■ Task directions
Beneath this line is the data. Output exactly the lines from the line with "Query: leafy tree" to the line with "Question. Point out every instance of the reflection", both ends included, and nothing more.
*** Input material ***
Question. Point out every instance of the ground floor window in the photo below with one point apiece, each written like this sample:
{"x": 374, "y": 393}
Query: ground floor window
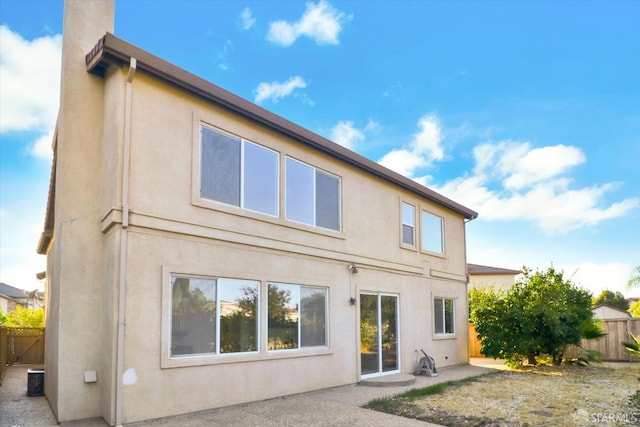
{"x": 443, "y": 309}
{"x": 297, "y": 316}
{"x": 213, "y": 316}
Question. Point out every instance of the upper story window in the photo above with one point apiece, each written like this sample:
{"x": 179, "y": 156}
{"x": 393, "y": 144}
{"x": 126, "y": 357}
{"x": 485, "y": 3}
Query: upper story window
{"x": 213, "y": 316}
{"x": 408, "y": 224}
{"x": 444, "y": 310}
{"x": 238, "y": 172}
{"x": 297, "y": 316}
{"x": 312, "y": 196}
{"x": 432, "y": 228}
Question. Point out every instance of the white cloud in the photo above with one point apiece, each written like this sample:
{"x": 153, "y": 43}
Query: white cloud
{"x": 248, "y": 20}
{"x": 320, "y": 22}
{"x": 372, "y": 126}
{"x": 223, "y": 56}
{"x": 30, "y": 82}
{"x": 422, "y": 151}
{"x": 276, "y": 90}
{"x": 512, "y": 181}
{"x": 598, "y": 277}
{"x": 346, "y": 134}
{"x": 403, "y": 161}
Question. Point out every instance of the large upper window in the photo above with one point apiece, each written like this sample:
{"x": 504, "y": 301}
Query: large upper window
{"x": 213, "y": 316}
{"x": 297, "y": 316}
{"x": 408, "y": 224}
{"x": 238, "y": 172}
{"x": 432, "y": 233}
{"x": 313, "y": 196}
{"x": 443, "y": 310}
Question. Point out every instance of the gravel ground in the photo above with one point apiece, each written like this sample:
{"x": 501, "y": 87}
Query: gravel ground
{"x": 567, "y": 395}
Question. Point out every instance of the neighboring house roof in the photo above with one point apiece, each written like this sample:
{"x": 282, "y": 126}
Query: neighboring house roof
{"x": 485, "y": 270}
{"x": 112, "y": 50}
{"x": 12, "y": 292}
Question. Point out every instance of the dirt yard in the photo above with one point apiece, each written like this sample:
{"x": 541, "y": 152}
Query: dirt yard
{"x": 568, "y": 395}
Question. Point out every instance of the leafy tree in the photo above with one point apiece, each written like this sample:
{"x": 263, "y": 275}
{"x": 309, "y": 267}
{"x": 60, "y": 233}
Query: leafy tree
{"x": 614, "y": 299}
{"x": 635, "y": 309}
{"x": 634, "y": 280}
{"x": 541, "y": 314}
{"x": 25, "y": 318}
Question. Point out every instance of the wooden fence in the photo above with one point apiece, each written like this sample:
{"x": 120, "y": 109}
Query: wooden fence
{"x": 4, "y": 347}
{"x": 610, "y": 346}
{"x": 618, "y": 331}
{"x": 21, "y": 346}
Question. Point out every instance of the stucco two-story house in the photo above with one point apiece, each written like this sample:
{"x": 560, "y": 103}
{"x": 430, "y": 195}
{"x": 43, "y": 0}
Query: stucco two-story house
{"x": 483, "y": 276}
{"x": 204, "y": 252}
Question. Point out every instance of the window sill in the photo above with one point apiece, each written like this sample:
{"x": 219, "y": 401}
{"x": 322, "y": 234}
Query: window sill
{"x": 266, "y": 218}
{"x": 440, "y": 337}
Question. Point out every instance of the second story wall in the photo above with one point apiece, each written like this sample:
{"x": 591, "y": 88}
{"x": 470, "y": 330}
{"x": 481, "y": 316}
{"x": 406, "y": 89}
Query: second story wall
{"x": 166, "y": 190}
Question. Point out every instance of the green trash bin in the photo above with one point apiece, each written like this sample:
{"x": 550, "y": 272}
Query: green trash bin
{"x": 35, "y": 382}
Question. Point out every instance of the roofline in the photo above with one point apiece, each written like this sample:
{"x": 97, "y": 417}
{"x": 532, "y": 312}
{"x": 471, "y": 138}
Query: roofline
{"x": 113, "y": 50}
{"x": 492, "y": 271}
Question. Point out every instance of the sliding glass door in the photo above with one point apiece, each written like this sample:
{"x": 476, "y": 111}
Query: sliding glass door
{"x": 378, "y": 334}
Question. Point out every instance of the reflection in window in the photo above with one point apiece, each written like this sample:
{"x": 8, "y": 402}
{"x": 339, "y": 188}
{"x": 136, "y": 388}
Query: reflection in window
{"x": 444, "y": 316}
{"x": 432, "y": 233}
{"x": 408, "y": 224}
{"x": 312, "y": 196}
{"x": 296, "y": 316}
{"x": 200, "y": 307}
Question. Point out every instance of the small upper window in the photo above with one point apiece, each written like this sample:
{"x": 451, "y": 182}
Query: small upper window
{"x": 432, "y": 233}
{"x": 238, "y": 172}
{"x": 297, "y": 316}
{"x": 408, "y": 224}
{"x": 443, "y": 310}
{"x": 313, "y": 196}
{"x": 213, "y": 316}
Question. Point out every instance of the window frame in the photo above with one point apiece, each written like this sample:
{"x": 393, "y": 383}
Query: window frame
{"x": 274, "y": 212}
{"x": 314, "y": 184}
{"x": 300, "y": 346}
{"x": 424, "y": 229}
{"x": 219, "y": 282}
{"x": 444, "y": 333}
{"x": 200, "y": 271}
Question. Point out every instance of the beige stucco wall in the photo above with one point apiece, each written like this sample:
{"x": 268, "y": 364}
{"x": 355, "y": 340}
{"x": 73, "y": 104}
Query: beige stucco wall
{"x": 604, "y": 312}
{"x": 171, "y": 231}
{"x": 75, "y": 328}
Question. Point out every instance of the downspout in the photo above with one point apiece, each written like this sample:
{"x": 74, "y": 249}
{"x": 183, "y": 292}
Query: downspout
{"x": 122, "y": 281}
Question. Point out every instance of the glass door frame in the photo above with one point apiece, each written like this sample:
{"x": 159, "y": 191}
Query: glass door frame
*** End of Input material ***
■ Solved problem
Query: leafy tree
{"x": 614, "y": 299}
{"x": 635, "y": 309}
{"x": 634, "y": 280}
{"x": 541, "y": 314}
{"x": 25, "y": 318}
Question. Point out every instance of the wooden fence in the photo above with one point apiece, each written like this sample:
{"x": 120, "y": 109}
Query: wooden fence
{"x": 4, "y": 347}
{"x": 610, "y": 346}
{"x": 618, "y": 331}
{"x": 21, "y": 346}
Question. Point out every instance of the stucco two-story house in the photo above with one point apiece, each written like this sample:
{"x": 560, "y": 103}
{"x": 430, "y": 195}
{"x": 43, "y": 0}
Query: stucco two-story house
{"x": 483, "y": 276}
{"x": 204, "y": 252}
Question. Point out every instance of the window sill in the photo above with one point apiece, each written like this sample:
{"x": 219, "y": 401}
{"x": 322, "y": 234}
Query: window sill
{"x": 266, "y": 218}
{"x": 440, "y": 337}
Question. Point out every instance of the second story wall in the photo above with one point apiece, each written like this sample:
{"x": 591, "y": 88}
{"x": 470, "y": 330}
{"x": 481, "y": 316}
{"x": 406, "y": 89}
Query: second story wall
{"x": 166, "y": 190}
Question. Point out every instance of the green trash bin in the photo above with one point apiece, each written like this sample:
{"x": 550, "y": 272}
Query: green trash bin
{"x": 35, "y": 382}
Question. Point out every instance of the roofline in the photo above with one point apiece, each written like this sample:
{"x": 97, "y": 417}
{"x": 532, "y": 312}
{"x": 471, "y": 138}
Query: roofline
{"x": 113, "y": 50}
{"x": 492, "y": 271}
Question. Point out every instance of the sliding glass door in the photo above with one point apiece, each written like this sample:
{"x": 476, "y": 111}
Query: sliding glass door
{"x": 378, "y": 334}
Question. Point out every instance of the reflection in window in the photo above with one point apiece, each written like this sample:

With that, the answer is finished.